• TASK STATEMENT
Each line from the one that has "negative clicks: (307, 259) (309, 264)" through the end of the entries below must be written out exactly; leave out all other lines.

╭─ DATA EXTRACTS

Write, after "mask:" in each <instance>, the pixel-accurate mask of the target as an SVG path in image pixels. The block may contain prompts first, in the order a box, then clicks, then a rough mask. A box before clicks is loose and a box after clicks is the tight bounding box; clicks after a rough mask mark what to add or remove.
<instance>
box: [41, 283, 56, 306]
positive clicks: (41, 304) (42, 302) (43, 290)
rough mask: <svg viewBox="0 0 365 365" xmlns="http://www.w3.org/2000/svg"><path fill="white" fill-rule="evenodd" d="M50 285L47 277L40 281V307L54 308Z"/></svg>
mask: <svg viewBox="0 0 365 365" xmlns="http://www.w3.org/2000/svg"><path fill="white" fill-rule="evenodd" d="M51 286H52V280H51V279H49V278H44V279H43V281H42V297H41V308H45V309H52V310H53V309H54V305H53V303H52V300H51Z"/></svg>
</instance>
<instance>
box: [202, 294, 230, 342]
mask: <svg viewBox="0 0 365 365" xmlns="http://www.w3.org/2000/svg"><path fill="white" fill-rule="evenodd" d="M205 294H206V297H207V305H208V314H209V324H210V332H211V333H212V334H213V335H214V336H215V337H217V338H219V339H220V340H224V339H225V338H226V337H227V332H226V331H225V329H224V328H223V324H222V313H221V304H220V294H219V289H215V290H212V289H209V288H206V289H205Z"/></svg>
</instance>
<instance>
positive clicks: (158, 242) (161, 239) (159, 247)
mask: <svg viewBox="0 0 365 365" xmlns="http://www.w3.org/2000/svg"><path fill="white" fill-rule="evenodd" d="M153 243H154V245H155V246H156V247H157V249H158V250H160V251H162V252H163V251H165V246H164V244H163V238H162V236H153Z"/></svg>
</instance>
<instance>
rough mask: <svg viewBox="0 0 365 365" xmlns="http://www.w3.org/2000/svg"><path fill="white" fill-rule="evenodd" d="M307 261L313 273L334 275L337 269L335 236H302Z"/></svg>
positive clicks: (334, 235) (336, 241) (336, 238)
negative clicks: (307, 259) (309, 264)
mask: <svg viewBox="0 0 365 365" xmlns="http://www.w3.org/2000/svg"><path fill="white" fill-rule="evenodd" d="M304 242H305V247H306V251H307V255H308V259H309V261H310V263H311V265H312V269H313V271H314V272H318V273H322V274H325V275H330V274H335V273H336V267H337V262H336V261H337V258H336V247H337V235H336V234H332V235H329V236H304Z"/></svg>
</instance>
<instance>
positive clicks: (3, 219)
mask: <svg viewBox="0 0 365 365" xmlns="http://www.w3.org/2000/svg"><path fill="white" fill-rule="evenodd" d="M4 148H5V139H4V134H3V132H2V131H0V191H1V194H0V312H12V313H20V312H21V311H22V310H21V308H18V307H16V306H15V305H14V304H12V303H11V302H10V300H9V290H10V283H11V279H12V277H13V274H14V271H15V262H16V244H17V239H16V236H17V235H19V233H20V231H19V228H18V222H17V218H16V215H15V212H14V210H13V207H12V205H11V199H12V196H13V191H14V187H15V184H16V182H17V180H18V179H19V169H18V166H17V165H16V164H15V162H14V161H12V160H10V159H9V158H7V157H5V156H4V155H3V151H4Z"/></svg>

╰─

• RESULT FOR THIS TASK
negative clicks: (307, 259) (309, 264)
mask: <svg viewBox="0 0 365 365" xmlns="http://www.w3.org/2000/svg"><path fill="white" fill-rule="evenodd" d="M304 242H305V247H306V251H307V255H308V259H309V261H310V263H311V265H312V269H313V271H314V272H318V273H322V274H325V275H330V274H335V273H336V267H337V262H336V261H337V258H336V247H337V235H336V234H332V235H329V236H304Z"/></svg>
</instance>
<instance>
positive clicks: (3, 219)
mask: <svg viewBox="0 0 365 365" xmlns="http://www.w3.org/2000/svg"><path fill="white" fill-rule="evenodd" d="M4 148H5V139H4V134H3V132H2V131H0V191H1V194H0V312H12V313H20V312H21V311H22V310H21V308H18V307H16V306H15V305H14V304H12V303H11V302H10V300H9V290H10V283H11V279H12V277H13V274H14V271H15V262H16V244H17V239H16V236H17V235H19V233H20V231H19V228H18V222H17V218H16V215H15V212H14V210H13V207H12V205H11V199H12V196H13V191H14V187H15V184H16V182H17V180H18V179H19V169H18V166H17V165H16V164H15V162H14V161H12V160H10V159H9V158H7V157H5V156H4V155H3V151H4Z"/></svg>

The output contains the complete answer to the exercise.